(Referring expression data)
%%
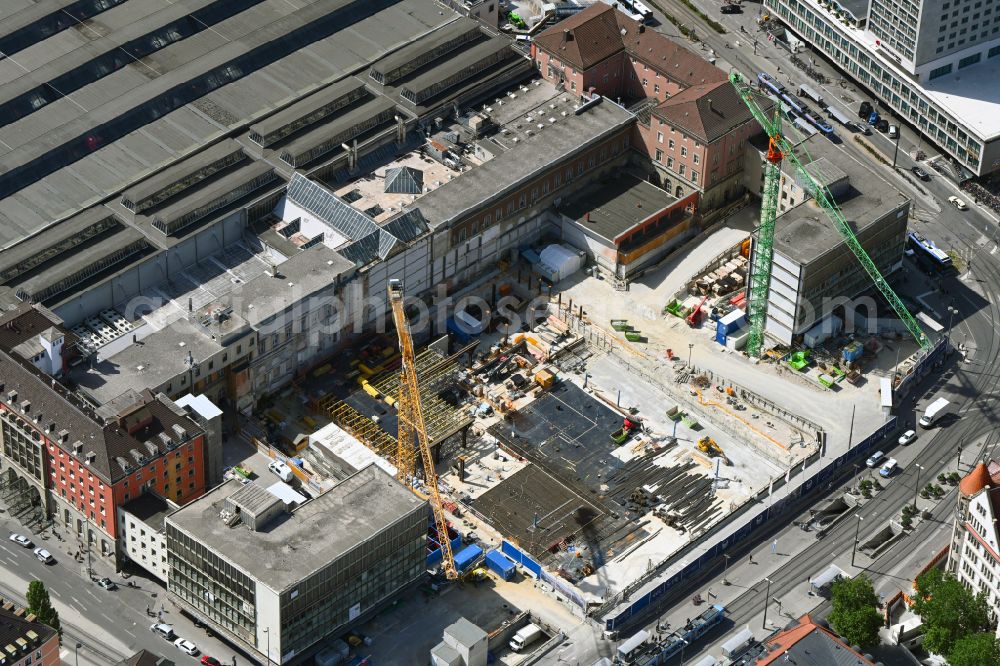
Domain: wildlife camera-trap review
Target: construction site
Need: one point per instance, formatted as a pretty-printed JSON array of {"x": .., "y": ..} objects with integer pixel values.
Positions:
[{"x": 600, "y": 431}]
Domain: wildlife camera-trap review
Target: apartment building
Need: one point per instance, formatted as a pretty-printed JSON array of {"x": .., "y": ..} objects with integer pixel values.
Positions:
[
  {"x": 974, "y": 556},
  {"x": 75, "y": 464},
  {"x": 692, "y": 126},
  {"x": 23, "y": 640}
]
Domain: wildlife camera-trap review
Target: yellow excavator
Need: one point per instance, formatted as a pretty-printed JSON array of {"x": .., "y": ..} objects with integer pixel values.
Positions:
[{"x": 708, "y": 445}]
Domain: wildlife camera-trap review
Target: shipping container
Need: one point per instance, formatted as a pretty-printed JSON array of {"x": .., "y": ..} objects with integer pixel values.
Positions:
[
  {"x": 465, "y": 557},
  {"x": 500, "y": 564}
]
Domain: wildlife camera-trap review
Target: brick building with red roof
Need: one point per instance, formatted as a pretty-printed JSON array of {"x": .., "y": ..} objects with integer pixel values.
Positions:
[{"x": 692, "y": 125}]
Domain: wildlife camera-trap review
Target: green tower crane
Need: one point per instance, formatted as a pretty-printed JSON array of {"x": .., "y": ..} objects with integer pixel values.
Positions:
[{"x": 759, "y": 280}]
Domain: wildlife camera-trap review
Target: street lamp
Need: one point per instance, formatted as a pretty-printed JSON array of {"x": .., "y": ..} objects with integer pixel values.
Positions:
[
  {"x": 857, "y": 534},
  {"x": 895, "y": 153},
  {"x": 767, "y": 596},
  {"x": 916, "y": 487},
  {"x": 952, "y": 311}
]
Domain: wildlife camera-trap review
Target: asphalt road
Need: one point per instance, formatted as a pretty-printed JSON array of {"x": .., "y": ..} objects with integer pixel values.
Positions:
[{"x": 116, "y": 622}]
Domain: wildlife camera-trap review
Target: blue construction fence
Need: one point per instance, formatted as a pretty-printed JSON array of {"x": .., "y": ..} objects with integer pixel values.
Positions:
[
  {"x": 521, "y": 558},
  {"x": 533, "y": 568},
  {"x": 621, "y": 618}
]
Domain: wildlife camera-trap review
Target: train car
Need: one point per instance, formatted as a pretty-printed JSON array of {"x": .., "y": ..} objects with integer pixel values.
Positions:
[
  {"x": 927, "y": 253},
  {"x": 811, "y": 93},
  {"x": 794, "y": 103},
  {"x": 838, "y": 115},
  {"x": 633, "y": 9},
  {"x": 823, "y": 127}
]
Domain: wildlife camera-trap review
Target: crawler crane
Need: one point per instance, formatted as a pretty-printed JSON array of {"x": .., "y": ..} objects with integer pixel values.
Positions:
[{"x": 759, "y": 281}]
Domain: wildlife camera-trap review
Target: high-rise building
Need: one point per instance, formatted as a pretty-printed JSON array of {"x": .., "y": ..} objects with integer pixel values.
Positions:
[
  {"x": 932, "y": 63},
  {"x": 922, "y": 33}
]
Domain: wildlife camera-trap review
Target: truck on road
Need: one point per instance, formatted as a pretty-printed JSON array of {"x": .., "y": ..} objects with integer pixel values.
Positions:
[{"x": 936, "y": 411}]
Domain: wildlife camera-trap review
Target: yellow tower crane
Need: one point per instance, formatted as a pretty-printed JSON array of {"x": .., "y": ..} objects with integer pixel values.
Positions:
[{"x": 411, "y": 424}]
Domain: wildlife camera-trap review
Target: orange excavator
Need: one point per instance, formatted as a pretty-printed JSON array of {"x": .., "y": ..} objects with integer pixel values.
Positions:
[{"x": 697, "y": 314}]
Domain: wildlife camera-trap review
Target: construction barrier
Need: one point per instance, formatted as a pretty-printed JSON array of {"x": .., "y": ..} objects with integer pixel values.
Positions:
[
  {"x": 521, "y": 557},
  {"x": 563, "y": 587},
  {"x": 624, "y": 616}
]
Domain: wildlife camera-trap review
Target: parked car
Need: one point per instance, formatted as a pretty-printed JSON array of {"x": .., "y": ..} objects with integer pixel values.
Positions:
[
  {"x": 44, "y": 556},
  {"x": 164, "y": 630},
  {"x": 21, "y": 540},
  {"x": 186, "y": 646},
  {"x": 874, "y": 460},
  {"x": 281, "y": 470},
  {"x": 889, "y": 468}
]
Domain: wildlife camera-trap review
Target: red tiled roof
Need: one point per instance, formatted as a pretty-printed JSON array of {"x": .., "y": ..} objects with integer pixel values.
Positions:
[
  {"x": 975, "y": 480},
  {"x": 670, "y": 58},
  {"x": 827, "y": 647},
  {"x": 586, "y": 38},
  {"x": 707, "y": 111},
  {"x": 599, "y": 32},
  {"x": 994, "y": 469}
]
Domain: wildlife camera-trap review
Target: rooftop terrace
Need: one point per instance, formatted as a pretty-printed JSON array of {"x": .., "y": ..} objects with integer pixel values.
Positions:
[{"x": 289, "y": 549}]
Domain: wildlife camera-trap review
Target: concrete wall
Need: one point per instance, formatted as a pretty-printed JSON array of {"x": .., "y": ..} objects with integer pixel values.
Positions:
[{"x": 117, "y": 291}]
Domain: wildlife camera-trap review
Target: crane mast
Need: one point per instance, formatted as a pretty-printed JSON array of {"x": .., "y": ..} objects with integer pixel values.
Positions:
[
  {"x": 412, "y": 426},
  {"x": 758, "y": 283}
]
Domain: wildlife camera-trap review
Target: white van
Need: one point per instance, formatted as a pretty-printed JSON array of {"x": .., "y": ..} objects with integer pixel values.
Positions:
[
  {"x": 525, "y": 636},
  {"x": 281, "y": 470}
]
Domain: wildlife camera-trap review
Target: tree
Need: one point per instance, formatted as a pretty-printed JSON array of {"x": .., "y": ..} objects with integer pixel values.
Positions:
%%
● ABOUT THIS TASK: Output all the entries above verbatim, please. No images.

● TASK ANSWER:
Domain: wildlife camera-trap review
Target: construction site
Need: one point per instance, formatted as a pretty-printed JSON array of {"x": .., "y": ..} objects with integer pixel values.
Positions:
[{"x": 600, "y": 431}]
Domain: wildlife camera-trap review
Target: apartment building
Need: one point per instance, formatted as a pretty-printed JSON array of {"x": .., "y": ..} objects with integer pixel values.
Positions:
[
  {"x": 974, "y": 556},
  {"x": 75, "y": 464},
  {"x": 692, "y": 126},
  {"x": 23, "y": 640}
]
Domain: wildlife camera-trap review
Target: yellow excavator
Need: one point per instance, formatted as a pretty-printed JSON array of {"x": .., "y": ..} objects with integer pixel values.
Positions:
[{"x": 708, "y": 445}]
Domain: wildlife camera-trap review
Target: shipping container
Need: one point per instance, formatted as a pretty-printed JSON array of {"x": .., "y": ..} objects with integer pixel values.
Positions:
[
  {"x": 465, "y": 557},
  {"x": 500, "y": 564}
]
Domain: wildlife camera-trap review
Target: brick building with red roof
Need: one point per instance, formatted as a pretty-printed JSON array of {"x": .., "y": ..} objects with integer pixel values.
Positions:
[{"x": 692, "y": 125}]
Domain: wildlife camera-trap review
Target: green tower crane
Need: one point per instance, formatted as a pretty-printed JSON array of {"x": .., "y": ..} objects with integer pixel values.
Positions:
[{"x": 759, "y": 280}]
Domain: wildlife camera-trap review
Target: street lamp
Need: one point per instance, formatted as a pretty-printed JSON array of {"x": .., "y": ..} objects with integer pixel values.
Positions:
[
  {"x": 857, "y": 534},
  {"x": 895, "y": 153},
  {"x": 767, "y": 596},
  {"x": 916, "y": 487},
  {"x": 952, "y": 311}
]
Domain: wildlife camera-trap review
Target: asphalt road
Need: one point per instance, formatted as a pretty-printed JSON array of {"x": .., "y": ..} objects with integer pixel values.
Positions:
[{"x": 116, "y": 622}]
Domain: wildlife camera-trap review
Target: blue construction fence
Need: one point per instance, formatted as a pretty-printed JSON array of {"x": .., "y": ..} objects with integer pixel values.
Positions:
[
  {"x": 521, "y": 558},
  {"x": 533, "y": 568},
  {"x": 621, "y": 618}
]
Domain: wildlife camera-trap review
Target: train car
Need: one point per instance, formatted as a pretty-printed JSON array of {"x": .., "y": ..} objects with integer pixel values.
Positions:
[
  {"x": 927, "y": 253},
  {"x": 811, "y": 93},
  {"x": 794, "y": 103},
  {"x": 838, "y": 115},
  {"x": 633, "y": 9},
  {"x": 823, "y": 127}
]
Domain: wildlife camera-trap review
Target: crawler crane
Need: one point per instance, formatted as a pretty-printed JSON array of {"x": .., "y": ..} objects with integer pixel values.
Positions:
[{"x": 759, "y": 281}]
Domain: wildlife camera-trap review
Target: high-rise building
Need: one point per instance, formatted as a pretty-printed JSON array of {"x": .., "y": ..} objects with integer pixel values.
Positions:
[
  {"x": 932, "y": 63},
  {"x": 922, "y": 33}
]
Domain: wildlife camera-trap review
Target: truck on road
Need: one point per instance, formatted as a pretty-printed JSON array of {"x": .., "y": ..} objects with integer pixel values.
Positions:
[{"x": 936, "y": 411}]
Domain: wildlife camera-trap review
Target: yellow tower crane
Need: one point per instance, formatted as a pretty-printed JSON array of {"x": .., "y": ..} objects with integer pixel values.
Positions:
[{"x": 411, "y": 424}]
Domain: wildlife camera-trap review
Target: orange excavator
Need: one point per instance, formatted as a pretty-printed JSON array of {"x": .., "y": ..} objects with integer pixel values.
Positions:
[{"x": 697, "y": 314}]
Domain: wildlife camera-trap review
Target: construction barrier
Need: one point per instance, formatted as a pretty-printed JSON array of {"x": .., "y": ..} objects with integer pixel values.
Positions:
[
  {"x": 521, "y": 557},
  {"x": 563, "y": 587},
  {"x": 624, "y": 616}
]
Domain: wildlife camera-trap review
Target: parked car
Need: one point per instance, formatted as a pretty-printed JSON array of {"x": .., "y": ..} objects with integer pixel values.
Positions:
[
  {"x": 44, "y": 556},
  {"x": 164, "y": 630},
  {"x": 21, "y": 540},
  {"x": 186, "y": 646},
  {"x": 874, "y": 460},
  {"x": 281, "y": 470},
  {"x": 889, "y": 468}
]
Domain: wildlife camera-trap review
Target: red tiled roof
Need: one point per instance, formatted as a pretty-printed JSON array of {"x": .., "y": ..} objects with integer pixel values.
Positions:
[
  {"x": 975, "y": 480},
  {"x": 670, "y": 58},
  {"x": 827, "y": 647},
  {"x": 586, "y": 38},
  {"x": 707, "y": 111},
  {"x": 599, "y": 32},
  {"x": 994, "y": 469}
]
Domain: wildlife camera-trap review
Target: rooftop terrace
Need: one point per instance, formatted as a pretty-printed JSON array of {"x": .., "y": ..} objects with integer pixel values.
Positions:
[{"x": 289, "y": 549}]
Domain: wildlife camera-trap review
Target: concrete wall
Need: one point per instance, formatted as a pretty-printed JSON array of {"x": .., "y": ..} objects with integer pixel values.
Positions:
[{"x": 117, "y": 291}]
Domain: wildlife camera-trap review
Target: crane mast
Need: one point per instance, formatted as a pretty-printed JSON array of {"x": .., "y": ..} objects with integer pixel values.
Positions:
[
  {"x": 412, "y": 426},
  {"x": 758, "y": 283}
]
Domain: wildlife camera-trap review
Target: white van
Need: one point per instance, formatted as a pretty-printed JSON array of {"x": .., "y": ..} objects with integer pixel values.
Positions:
[
  {"x": 525, "y": 636},
  {"x": 281, "y": 470}
]
Domain: wildlife camera-trap review
Target: tree
Need: one point per instance, formatted as a pretty-printed JSON array of {"x": .., "y": ..} objects with integer pixel values.
Positions:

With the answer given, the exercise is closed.